» **KUTIPAN PILIHAN**:
**********

NATO Semakin Ketakutan Menghadapi Kebangkitan China

Selasa, 15 Juni 2021 - 03:03 WIB
Kapal selam China sedang mengikuti latihan militer. Foto/REUTERS
BRUSSELS - Sekretaris Jenderal NATO Jens Stoltenberg menyeru anggotanya menanggapi kebangkitan China di penjuru dunia.

Dia memperingatkan hal itu saat konferensi tingkat tinggi (KTT) untuk memperkuat dukungan Amerika Serikat (AS) pada NATO.

KTT NATO di Brussels mengeluarkan pernyataan yang menggambarkan perilaku China sebagai "tantangan sistemik".





Mereka juga setuju menjaga bandara Kabul tetap beroperasi saat AS dan sekutunya menarik pasukan dari Afghanistan.



Sekretaris Jenderal Jens Stoltenberg mengatakan KTT itu adalah "momen penting" bagi aliansi tersebut.



Ini adalah pertemuan NATO pertama Presiden AS Joe Biden sejak menjabat.

**********

» **BLOK DATA**:
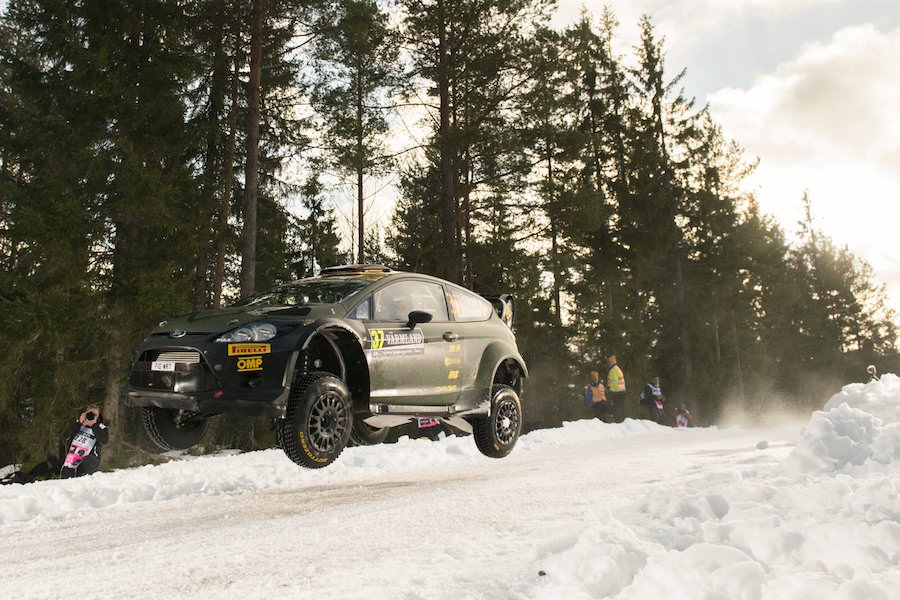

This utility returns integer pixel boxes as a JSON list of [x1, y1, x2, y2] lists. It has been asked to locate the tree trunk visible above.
[[356, 73, 366, 264], [241, 0, 262, 298], [213, 10, 241, 308], [436, 0, 459, 281], [731, 311, 746, 404], [194, 21, 228, 310], [545, 139, 562, 328]]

**********

» **YANG DITANYAKAN**:
1. Cetak tepat sama bagian kutipan tentang KTT NATO yang dimulai dengan kata-kata yang memuat "KTT NATO di" dan berakhir pada "pasukan dari Afghanistan.".
2. Sebutkan semua nama negara yang muncul dalam kutipan tentang KTT NATO.
3. Apakah pernyataan berikut sesuai dengan kutipan tentang KTT NATO? Jawab ya atau tidak untuk masing-masing, lalu kutip kata-kata penentunya.
(a) KTT NATO itu berlangsung di Brussels.
(b) Pertemuan itu adalah KTT NATO kedua bagi Joe Biden sejak menjabat.
(c) Jens Stoltenberg menyebut KTT itu sebagai momen penting bagi aliansi.

» **JAWABAN LATIHAN**:
1.
KTT NATO di Brussels mengeluarkan pernyataan yang menggambarkan perilaku China sebagai "tantangan sistemik".





Mereka juga setuju menjaga bandara Kabul tetap beroperasi saat AS dan sekutunya menarik pasukan dari Afghanistan.

2. China, Amerika Serikat (AS), Afghanistan

3.
(a) Ya: "KTT NATO di Brussels mengeluarkan pernyataan yang menggambarkan perilaku China sebagai "tantangan sistemik"."
(b) Tidak: "Ini adalah pertemuan NATO pertama Presiden AS Joe Biden sejak menjabat."
(c) Ya: "Sekretaris Jenderal Jens Stoltenberg mengatakan KTT itu adalah "momen penting" bagi aliansi tersebut."